____ Text under study

NEW YORK (GenomeWeb News) – In a paper appearing in today's issue of Nature, an international research group reported that it has sequenced the draft nuclear genome of a 30,000 to 50,000-year-old hominin belonging to a group distinct from both Neanderthals and humans.
The researchers used DNA extracted from a finger bone fragment found in Russia's Denisova Cave in 2008 to sequence the genome. Through comparisons with human, Neanderthal, and chimpanzee sequences, the team found evidence supporting their previous claim that this "Denisovan" individual represents an ancient hominin group that is neither human nor Neanderthal.
Even so, they found, Denisovans do share some sequences with present day populations in Papua New Guinea, hinting at inter-breeding between Denisovans and the ancestors of modern-day Melanesians.
"In combination with the Neanderthal genome sequence, the Denisovan genome suggests a complex picture of genetic interactions between our ancestors and different ancient hominin groups," senior author Svante Pääbo, director of the Max Planck Institute for Evolutionary Anthropology's evolutionary genetics department, said in a statement.
Earlier this year, Pääbo and his colleagues sequenced and analyzed the Denisovan individual's mitochondrial genome, garnering evidence indicating that it belonged to a previously unrecognized ancient hominin group.
Now, the team used the Illumina Genome Analyzer IIx to sequence the ancient female's nuclear genome to around 1.9 times coverage from well-preserved DNA found in a fragmented piece of finger bone.
They also used sequence capture-based sequencing to sequence the mitochondrial genome from a tooth found in the same cave as the finger bone to an average of 58 times coverage. The tooth was morphologically distinct from other hominin teeth, they noted, but its mitochondrial genome sequence differed from the finger bone mitochondrial genome at just two sites.

________
____ Material supplied

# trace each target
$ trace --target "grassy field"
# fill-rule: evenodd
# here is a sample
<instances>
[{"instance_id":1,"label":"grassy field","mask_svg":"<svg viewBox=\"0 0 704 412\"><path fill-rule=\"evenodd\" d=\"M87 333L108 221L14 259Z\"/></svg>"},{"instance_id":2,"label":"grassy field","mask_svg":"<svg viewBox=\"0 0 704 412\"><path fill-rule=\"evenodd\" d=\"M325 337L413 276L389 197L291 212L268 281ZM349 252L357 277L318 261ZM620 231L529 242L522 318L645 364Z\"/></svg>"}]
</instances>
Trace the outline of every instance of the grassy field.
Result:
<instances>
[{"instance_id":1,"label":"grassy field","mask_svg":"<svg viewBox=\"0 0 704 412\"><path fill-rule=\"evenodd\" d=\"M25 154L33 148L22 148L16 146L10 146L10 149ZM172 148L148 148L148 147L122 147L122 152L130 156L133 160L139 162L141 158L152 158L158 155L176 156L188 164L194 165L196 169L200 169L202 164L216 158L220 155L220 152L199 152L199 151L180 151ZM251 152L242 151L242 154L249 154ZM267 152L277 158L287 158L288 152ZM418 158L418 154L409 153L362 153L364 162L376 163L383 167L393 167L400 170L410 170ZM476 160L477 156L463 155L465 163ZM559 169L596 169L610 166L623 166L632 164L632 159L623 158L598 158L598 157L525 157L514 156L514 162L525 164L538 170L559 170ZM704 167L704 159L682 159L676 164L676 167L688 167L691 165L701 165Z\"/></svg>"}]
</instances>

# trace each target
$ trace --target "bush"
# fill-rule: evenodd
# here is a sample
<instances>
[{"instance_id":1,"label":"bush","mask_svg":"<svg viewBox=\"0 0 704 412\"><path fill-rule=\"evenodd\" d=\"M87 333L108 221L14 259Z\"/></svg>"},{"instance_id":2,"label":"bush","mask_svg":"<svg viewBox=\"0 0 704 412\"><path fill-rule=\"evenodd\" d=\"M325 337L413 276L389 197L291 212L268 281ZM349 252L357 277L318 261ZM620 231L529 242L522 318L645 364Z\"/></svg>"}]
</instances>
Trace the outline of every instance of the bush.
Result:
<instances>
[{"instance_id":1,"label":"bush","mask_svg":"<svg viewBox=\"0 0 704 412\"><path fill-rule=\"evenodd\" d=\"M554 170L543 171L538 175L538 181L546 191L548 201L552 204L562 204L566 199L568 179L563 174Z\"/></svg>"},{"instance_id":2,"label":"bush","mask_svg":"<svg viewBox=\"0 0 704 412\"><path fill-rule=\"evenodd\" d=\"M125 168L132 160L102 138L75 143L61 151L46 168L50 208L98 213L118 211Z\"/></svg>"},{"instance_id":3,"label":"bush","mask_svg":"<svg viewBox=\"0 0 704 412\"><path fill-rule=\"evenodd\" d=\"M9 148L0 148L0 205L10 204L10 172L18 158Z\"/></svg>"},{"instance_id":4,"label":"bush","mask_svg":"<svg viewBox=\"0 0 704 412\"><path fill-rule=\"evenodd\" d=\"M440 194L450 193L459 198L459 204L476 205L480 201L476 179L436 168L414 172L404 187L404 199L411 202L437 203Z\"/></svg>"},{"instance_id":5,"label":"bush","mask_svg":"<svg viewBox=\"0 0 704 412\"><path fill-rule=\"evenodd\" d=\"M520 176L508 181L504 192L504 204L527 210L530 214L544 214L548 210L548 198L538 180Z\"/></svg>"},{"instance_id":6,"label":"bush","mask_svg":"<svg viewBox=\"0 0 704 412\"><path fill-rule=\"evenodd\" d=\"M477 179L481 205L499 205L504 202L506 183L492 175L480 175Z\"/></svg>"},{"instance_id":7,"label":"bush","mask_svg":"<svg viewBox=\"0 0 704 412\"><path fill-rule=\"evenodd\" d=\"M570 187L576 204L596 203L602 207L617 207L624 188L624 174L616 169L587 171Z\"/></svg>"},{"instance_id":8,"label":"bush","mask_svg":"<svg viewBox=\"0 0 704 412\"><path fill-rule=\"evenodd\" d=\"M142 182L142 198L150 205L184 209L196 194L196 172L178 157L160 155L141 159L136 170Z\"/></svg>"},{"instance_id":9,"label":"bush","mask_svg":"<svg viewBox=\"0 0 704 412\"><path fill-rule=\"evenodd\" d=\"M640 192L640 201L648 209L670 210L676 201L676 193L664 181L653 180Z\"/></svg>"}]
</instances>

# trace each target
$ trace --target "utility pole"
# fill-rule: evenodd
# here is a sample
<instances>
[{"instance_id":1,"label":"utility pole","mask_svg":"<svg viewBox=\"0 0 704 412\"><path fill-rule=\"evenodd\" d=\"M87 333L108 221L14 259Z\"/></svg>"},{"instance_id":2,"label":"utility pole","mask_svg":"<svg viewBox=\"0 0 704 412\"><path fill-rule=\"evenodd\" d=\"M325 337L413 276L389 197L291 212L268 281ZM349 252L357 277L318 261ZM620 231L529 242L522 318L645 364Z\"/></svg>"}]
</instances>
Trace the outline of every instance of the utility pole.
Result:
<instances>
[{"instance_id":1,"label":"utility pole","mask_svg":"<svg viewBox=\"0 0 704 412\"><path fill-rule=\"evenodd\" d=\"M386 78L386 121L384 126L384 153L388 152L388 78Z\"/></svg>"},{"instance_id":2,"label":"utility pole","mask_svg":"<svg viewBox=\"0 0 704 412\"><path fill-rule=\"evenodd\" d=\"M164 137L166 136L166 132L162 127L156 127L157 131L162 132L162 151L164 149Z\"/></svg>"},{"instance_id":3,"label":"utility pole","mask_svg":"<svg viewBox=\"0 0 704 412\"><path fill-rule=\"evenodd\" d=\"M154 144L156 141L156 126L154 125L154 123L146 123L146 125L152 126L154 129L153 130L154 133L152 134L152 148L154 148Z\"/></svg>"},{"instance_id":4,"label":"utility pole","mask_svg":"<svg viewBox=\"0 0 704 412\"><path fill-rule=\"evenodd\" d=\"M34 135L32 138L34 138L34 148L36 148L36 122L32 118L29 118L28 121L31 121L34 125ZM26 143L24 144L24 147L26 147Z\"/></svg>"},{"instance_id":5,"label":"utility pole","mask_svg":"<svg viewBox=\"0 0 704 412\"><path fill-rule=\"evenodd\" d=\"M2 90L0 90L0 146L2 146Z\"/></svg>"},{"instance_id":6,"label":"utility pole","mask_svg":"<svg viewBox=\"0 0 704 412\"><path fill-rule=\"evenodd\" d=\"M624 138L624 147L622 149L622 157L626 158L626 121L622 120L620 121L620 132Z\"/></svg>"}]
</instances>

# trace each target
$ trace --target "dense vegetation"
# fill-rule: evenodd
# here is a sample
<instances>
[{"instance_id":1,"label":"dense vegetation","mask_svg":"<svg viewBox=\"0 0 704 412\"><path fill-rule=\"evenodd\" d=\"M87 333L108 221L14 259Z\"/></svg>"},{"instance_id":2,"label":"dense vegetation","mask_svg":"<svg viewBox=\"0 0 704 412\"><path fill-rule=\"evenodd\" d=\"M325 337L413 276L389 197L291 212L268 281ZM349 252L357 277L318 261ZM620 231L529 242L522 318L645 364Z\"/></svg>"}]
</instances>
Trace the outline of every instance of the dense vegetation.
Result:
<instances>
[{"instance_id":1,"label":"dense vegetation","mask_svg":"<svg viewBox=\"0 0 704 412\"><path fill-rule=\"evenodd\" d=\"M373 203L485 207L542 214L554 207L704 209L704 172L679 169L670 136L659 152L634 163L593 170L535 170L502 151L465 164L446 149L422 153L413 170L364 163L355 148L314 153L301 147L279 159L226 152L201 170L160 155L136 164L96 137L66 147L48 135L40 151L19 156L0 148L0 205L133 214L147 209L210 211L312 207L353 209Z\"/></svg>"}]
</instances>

________

Work order — In the news report on the Denisovan genome, what instrument did the team use to sequence the nuclear genome?

Your response — The Illumina Genome Analyzer IIx